__抜粋した文章__:
【車旅】ルーツをたどる旅。私が生まれた島へ

井上です。私は長崎県佐世保市にある大島で生まれ、6歳になるまでその島で過ごしました。

6歳ですから、当時のことはあまりよく覚えていません。アルバムに貼ってあった写真を見たり、両親から話を聞いたりした程度です。しかし実際に現地に立つとわかることがあるかもしれないと思い、行ってみることにしました。

まず、大島について簡単にご紹介します。以下、Wikipediaの情報です。

大島(おおしま)は、長崎県中部の西彼杵半島西方にある島。全島が西海市に属する。1930年代から1970年(昭和45年)まで、炭鉱(三井松島産業大島鉱業所)からの石炭産出が島の産業の基幹となっていた。1970年の閉山後は企業誘致に努め、1972年(昭和47年)から大島造船所が操業している。現在は農漁業と大島造船所における造船が主産業。

私が住んでいたのは、1961〜1967年。当時、父は松島炭鉱株式会社に勤めていました。実家には、そのときの給料袋がまだ残っていました。

炭鉱の島というと「軍艦島」を思い浮かべますが、当時の大島もだいたい同じような状況だったようです。炭鉱ブームの折、この小さな島に2万人近く住んでいたといいますから、かなり賑わっていたのでしょう。多くの人が炭鉱に勤めていたので、島の人口のほとんどが炭鉱関係者だったそうです。今の島の人口は、その4分の1程度。炭鉱ブームはなくなりましたが、いまは造船業に携わっている人が暮らしているようです。

さて、私たちが大島に到着したのは2月5日。あいにくの雨でした。私が住んでいた頃は佐世保港から大島に渡るのに船を使っていましたが、1999年以降、大島大橋が開通し、橋を渡って島に渡れるようになりました。ということで、今回も大島大橋を渡り、まずは寺島へ。そこからまた橋を渡り、大島に入ります。

前述の通り、私には当時の記憶がほとんどありません。しかも半世紀以上前の記憶です。いざ大島の地に立ってみても、どこに行けばいいかわかりません。ただうっすらと「真砂(まさご)」という言葉を知っていたので、それを頼りに真砂町に行ってみることにします。

ここが真砂町です(地図①)。なにも思い出せないまま少し歩いてみると、写真左奥のような家を見つけました。これは「炭住(炭鉱で仕事をしている人が住んでいる住居)」という建物で、当時建てたものかどうかはわかりませんが、かなり年月が経っているようです。近づくと、ふわっと頭の中にイメージが浮かんできました。こんな家の前で遊んでいたような気がします。

「ほかになにか覚えていることは?」と聞かれ、海が見える公園で遊んでいたことを思い出しました。地図を見ると、少し離れたところに海のそばの公園があります。試しに行ってみることにしました。

__やること__:
[A] 大島への旅の文章にある「実家には、そのときの給料袋がまだ残っていました。」という一文を英語に訳してください。
[B] 大島への旅の文章から「炭鉱の島というと「軍艦島」を」と「町に行ってみることにします。」の間を両端も含めて書き出し、「大島大橋」を「連絡橋」に差し替えてください。
[C] 大島への旅の文章を、最後の文の後から書き継いでください。
この後の行は、本文とは関係のない別の資料です。

__生データ__:

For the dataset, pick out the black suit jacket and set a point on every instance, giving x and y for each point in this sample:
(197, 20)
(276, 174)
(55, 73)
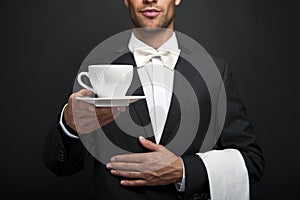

__番号別の解答__:
[A] The pay envelope from that time was still at my family home.

[B]
炭鉱の島というと「軍艦島」を思い浮かべますが、当時の大島もだいたい同じような状況だったようです。炭鉱ブームの折、この小さな島に2万人近く住んでいたといいますから、かなり賑わっていたのでしょう。多くの人が炭鉱に勤めていたので、島の人口のほとんどが炭鉱関係者だったそうです。今の島の人口は、その4分の1程度。炭鉱ブームはなくなりましたが、いまは造船業に携わっている人が暮らしているようです。

さて、私たちが大島に到着したのは2月5日。あいにくの雨でした。私が住んでいた頃は佐世保港から大島に渡るのに船を使っていましたが、1999年以降、連絡橋が開通し、橋を渡って島に渡れるようになりました。ということで、今回も連絡橋を渡り、まずは寺島へ。そこからまた橋を渡り、大島に入ります。

前述の通り、私には当時の記憶がほとんどありません。しかも半世紀以上前の記憶です。いざ大島の地に立ってみても、どこに行けばいいかわかりません。ただうっすらと「真砂(まさご)」という言葉を知っていたので、それを頼りに真砂町に行ってみることにします。

[C]
ここがその公園です(地図②)。もう誰も遊んでいないのか、道から公園に続く道は草が茂っていて人が歩いた痕跡がありません。雨でつるつる滑りそうになりながら公園にたどり着くと、見覚えのある石の東屋がありました。ここで遊んでいたような気がします……が、住んでいたはずの場所から少し離れています。子どもの足でそこまで行くかな?と自信を失いかけましたが、あとで父から聞いた話によると、この近くの保育園に通っていたそうです。だとしたら、保育園から公園まで遊びにいったりしていたのかもしれません。

もうひとつ覚えていたのは、お風呂屋さんに向かう上り坂。どこにあるのかわからなかったので、寺島に戻って観光案内所で教えてもらったのが「中央」(地図③)。案内所でもらった地図を頼りに行ってみると、こんな場所でした。

この道に立った瞬間に「ここだ」と確信しました。この道も風景も覚えてはいませんが、私は確かに昔、ここに来たことがあります。覚えていないのに、覚えている。とても不思議な感覚でした。頭ではなく体に記憶されるってことがあるとしたら、そんな感じです。

坂を上りきった場所には、大きなスーパーがありました。観光案内所の人によると、「昔はボーリング場や映画館があった」とのこと。父に聞くと「映画館にはよく通ったよ」と懐かしそうでした。半世紀前の父は、この道を何度も往復したのでしょう。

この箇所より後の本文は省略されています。